Fragmento de texto>
Jesús quiere ser seguido con radicalidad y no a medias, un poco sí y un poco no. Una vez que nos pusimos a vivir por Dios y para su Reino, no podemos volver a tomar lo que hemos dejado, a vivir como antes, a seguir pensando en los intereses egoístas de una vez.
Cuando nos llama a seguirlo, y todos -de diferentes maneras- estamos llamados, Jesús nos abre por delante un mundo por el cual vale la pena romper con el pasado. A veces nos vuelven a la mente pensamientos nostálgicos o se insinúa con una cierta presión, la forma común de pensar que, la mayoría de las veces no es evangélica.
Y aquí nace entonces una dificultad. Por un lado querríamos amar a Jesús, por otro querríamos ser indulgentes con nuestros apegos, debilidades, nuestra mediocridad. Querríamos seguirlo, pero la mayoría de las veces estamos tentados de mirar atrás, de volver sobre nuestros pasos, o de dar un paso adelante y dos atrás.
Esta palabra de vida nos habla de coherencia, de perseverancia, de fidelidad. Si hemos experimentado la novedad y la belleza del Evangelio vivido, veremos que nada le es más contrario que la indecisión, la pereza espiritual, la poca generosidad, el llegar a pactos a cualquier costo, las medias tintas. Decidámonos a seguir a Jesús y a entrar en el maravilloso mundo que él nos abre. Prometió que "el que se mantenga firme hasta el fin se salvará".
¿Qué podemos hacer para no ceder a la tentación de volver atrás? Antes que nada, no escuchar al egoísmo que pertenece a nuestro pasado, cuando no se quiere trabajar como se debe o estudiar con empeño o rezar bien o aceptar con amor una situación pesada y dolorosa, o cuando se quisiera hablar mal de alquien, no tener paciencia con otro, vengarse. A estas tentaciones debemos decir que "no" diez, veinte veces por día.
Pero todo esto no basta. Con los "no" nunca se va lejos. Sobre todo son necesarios muchos sí: a lo que Dios quiere y a lo que las hermanas y hermanos esperan. Y asistiremos a grandes sorpresas.
Vayamos siempre adelante, hacia la meta que nos espera, teniendo fija la mirada en Jesús. Cuanto más nos enamoramos de El y experimentamos la belleza del mundo nuevo al que dio vida, más lo que hemos dejado atrás, pierde atractivo.
Repitámonos de mañana, cuando comienza un nuevo día: ¡hoy quiero vivir mejor que ayer! Y si puede ser de ayuda, hagamos la prueba de contar, de alguna manera, los actos de amor hacia los hermanos y hermanas. De noche nos encontraremos con el corazón lleno de felicidad.
"Señor, enséñanos a orar"

Los discípulos, al ver como Jesús rezaba, quedaron sobre todo impactados por el modo tan especial con que se dirigía a Dios: lo llamaba "Padre". Otros antes que El, habían llamado a Dios de esta misma forma, pero, la palabra "Papá" en los labios de Cristo, revelaba un íntimo y recíproco conocimiento entre el Padre y El; nueva y única proximidad de un amor y de una vida que los ligaba a ambos en una incomparable unidad.

Acciones requeridas>
- 1) Imprime, por favor, la parte del fragmento de texto que empieza con "Cuando nos llama" y sigue hasta "y dos atrás.", sin cambiar nada.
- 2) Según el fragmento de texto, ¿por qué no basta con decir "no" a las tentaciones? Explícalo en una a tres oraciones.

Ítems de una fuente de datos:

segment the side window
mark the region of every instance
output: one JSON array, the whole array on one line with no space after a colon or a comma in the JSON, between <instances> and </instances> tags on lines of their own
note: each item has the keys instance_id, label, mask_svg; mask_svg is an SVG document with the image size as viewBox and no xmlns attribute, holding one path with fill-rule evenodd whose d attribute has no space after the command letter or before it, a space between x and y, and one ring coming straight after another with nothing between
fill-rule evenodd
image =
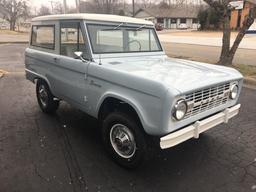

Respuestas por tarea>
- 1)
Cuando nos llama a seguirlo, y todos -de diferentes maneras- estamos llamados, Jesús nos abre por delante un mundo por el cual vale la pena romper con el pasado. A veces nos vuelven a la mente pensamientos nostálgicos o se insinúa con una cierta presión, la forma común de pensar que, la mayoría de las veces no es evangélica.
Y aquí nace entonces una dificultad. Por un lado querríamos amar a Jesús, por otro querríamos ser indulgentes con nuestros apegos, debilidades, nuestra mediocridad. Querríamos seguirlo, pero la mayoría de las veces estamos tentados de mirar atrás, de volver sobre nuestros pasos, o de dar un paso adelante y dos atrás.

- 2) No basta porque con los "no" nunca se va lejos. Sobre todo hacen falta muchos "sí": a lo que Dios quiere y a lo que esperan las hermanas y los hermanos.